EXCERPTED TEXT

Thanks for letting me know that CEV is obsolete. I'll have to look into the details. However, I don't think our disagreement is in that area.
it's easy to say we should increase happiness, all else being equal. It's not so obvious that we should increase it at the expense of other things
Agreed, but the argument works just as well for decreasing happiness as for possible increases. Even someone who valued their own happiness 1000x more than that of others would still prefer to suffer than for 1001 people to suffer. If they also value their own life 1000x as much as other people's lives, they would be willing to die to prevent 1001+ deaths. If you added up the total number of utils of happiness, according to his or her utility function, 99.9999% of the happiness they value would be happiness in other people, assuming there are on the order of billions of people and that they bite the bullet on the repugnant conclusion. (For simplicity's sake.)
But all that's really just to argue that there are things worth dying for, in the case of many people. My central argument looks something like this:
There are things worth dying for. Loosing something valuable, like by suppressing a biased emotion, is less bad than dying. If suppressing emotional empathy boosts the impact of cognitive empathy (I'm not sure it does) enough to achieve something worth dying for, then one should do so.

RAW RECORDS
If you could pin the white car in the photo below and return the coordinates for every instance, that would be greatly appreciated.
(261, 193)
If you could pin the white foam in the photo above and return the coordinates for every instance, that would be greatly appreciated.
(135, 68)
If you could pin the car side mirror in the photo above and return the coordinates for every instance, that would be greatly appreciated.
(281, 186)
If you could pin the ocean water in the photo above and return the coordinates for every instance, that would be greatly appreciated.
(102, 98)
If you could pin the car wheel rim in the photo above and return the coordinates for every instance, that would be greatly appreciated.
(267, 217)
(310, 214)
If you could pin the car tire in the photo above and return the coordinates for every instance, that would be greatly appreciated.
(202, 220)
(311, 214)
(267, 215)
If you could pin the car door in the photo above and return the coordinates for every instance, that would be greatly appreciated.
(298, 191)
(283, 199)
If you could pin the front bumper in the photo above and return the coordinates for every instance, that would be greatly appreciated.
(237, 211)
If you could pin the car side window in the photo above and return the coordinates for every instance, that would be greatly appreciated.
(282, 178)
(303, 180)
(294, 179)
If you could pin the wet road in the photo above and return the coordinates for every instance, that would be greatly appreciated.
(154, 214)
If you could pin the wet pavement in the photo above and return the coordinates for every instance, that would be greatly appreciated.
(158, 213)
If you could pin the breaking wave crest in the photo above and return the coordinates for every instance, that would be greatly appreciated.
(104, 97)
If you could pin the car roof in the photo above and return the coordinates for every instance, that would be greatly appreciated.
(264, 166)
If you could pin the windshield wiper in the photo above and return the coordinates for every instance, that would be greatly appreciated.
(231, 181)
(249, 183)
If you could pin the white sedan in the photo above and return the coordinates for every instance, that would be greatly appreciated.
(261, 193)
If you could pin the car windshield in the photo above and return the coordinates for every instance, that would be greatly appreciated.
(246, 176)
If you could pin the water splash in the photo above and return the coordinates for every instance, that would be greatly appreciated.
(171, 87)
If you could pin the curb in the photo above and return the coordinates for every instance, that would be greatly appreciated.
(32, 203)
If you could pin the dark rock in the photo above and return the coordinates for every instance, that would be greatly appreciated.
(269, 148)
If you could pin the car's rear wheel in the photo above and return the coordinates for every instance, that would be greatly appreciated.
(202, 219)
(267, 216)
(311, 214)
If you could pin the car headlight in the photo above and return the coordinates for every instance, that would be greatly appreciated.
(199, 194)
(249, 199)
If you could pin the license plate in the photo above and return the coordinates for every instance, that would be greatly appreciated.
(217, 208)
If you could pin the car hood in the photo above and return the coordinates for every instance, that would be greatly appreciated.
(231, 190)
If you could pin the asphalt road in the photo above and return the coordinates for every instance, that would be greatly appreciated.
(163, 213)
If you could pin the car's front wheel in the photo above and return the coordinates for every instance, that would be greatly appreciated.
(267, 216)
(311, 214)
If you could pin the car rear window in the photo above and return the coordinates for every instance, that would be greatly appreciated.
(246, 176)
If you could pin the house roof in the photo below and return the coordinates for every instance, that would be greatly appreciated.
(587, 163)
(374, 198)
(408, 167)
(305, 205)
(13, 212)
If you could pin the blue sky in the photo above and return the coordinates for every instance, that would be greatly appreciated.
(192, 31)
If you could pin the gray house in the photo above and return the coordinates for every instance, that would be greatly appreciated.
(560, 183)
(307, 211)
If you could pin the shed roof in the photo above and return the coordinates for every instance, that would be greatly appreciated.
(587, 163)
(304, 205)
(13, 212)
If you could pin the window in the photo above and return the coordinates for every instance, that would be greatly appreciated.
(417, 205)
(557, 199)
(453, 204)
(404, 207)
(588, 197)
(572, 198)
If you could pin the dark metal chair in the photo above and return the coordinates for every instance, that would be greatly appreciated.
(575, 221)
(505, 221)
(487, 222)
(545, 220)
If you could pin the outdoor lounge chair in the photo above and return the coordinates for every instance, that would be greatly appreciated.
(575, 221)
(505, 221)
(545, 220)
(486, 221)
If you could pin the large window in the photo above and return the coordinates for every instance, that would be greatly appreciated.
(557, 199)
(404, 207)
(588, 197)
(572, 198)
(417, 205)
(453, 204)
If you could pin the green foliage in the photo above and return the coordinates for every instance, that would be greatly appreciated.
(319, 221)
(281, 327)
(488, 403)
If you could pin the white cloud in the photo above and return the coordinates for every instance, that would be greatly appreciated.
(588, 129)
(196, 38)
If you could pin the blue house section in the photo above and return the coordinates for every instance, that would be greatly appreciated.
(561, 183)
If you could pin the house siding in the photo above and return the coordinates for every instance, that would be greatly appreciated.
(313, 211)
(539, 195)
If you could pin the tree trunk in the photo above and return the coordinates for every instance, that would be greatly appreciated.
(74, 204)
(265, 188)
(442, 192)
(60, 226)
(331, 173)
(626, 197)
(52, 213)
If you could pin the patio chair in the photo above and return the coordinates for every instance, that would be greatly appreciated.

GIVEN TASK 1
Please extract from the comment on empathy above the passage starting at "it's easy to" and ending at "(For simplicity's sake.)".
GIVEN TASK 2
In the comment on empathy above, a person who values their own happiness 1000 times more than other people's would still prefer to suffer rather than let how many people suffer?

EXERCISE ANSWER 1
it's easy to say we should increase happiness, all else being equal. It's not so obvious that we should increase it at the expense of other things
Agreed, but the argument works just as well for decreasing happiness as for possible increases. Even someone who valued their own happiness 1000x more than that of others would still prefer to suffer than for 1001 people to suffer. If they also value their own life 1000x as much as other people's lives, they would be willing to die to prevent 1001+ deaths. If you added up the total number of utils of happiness, according to his or her utility function, 99.9999% of the happiness they value would be happiness in other people, assuming there are on the order of billions of people and that they bite the bullet on the repugnant conclusion. (For simplicity's sake.)

EXERCISE ANSWER 2
1001 people.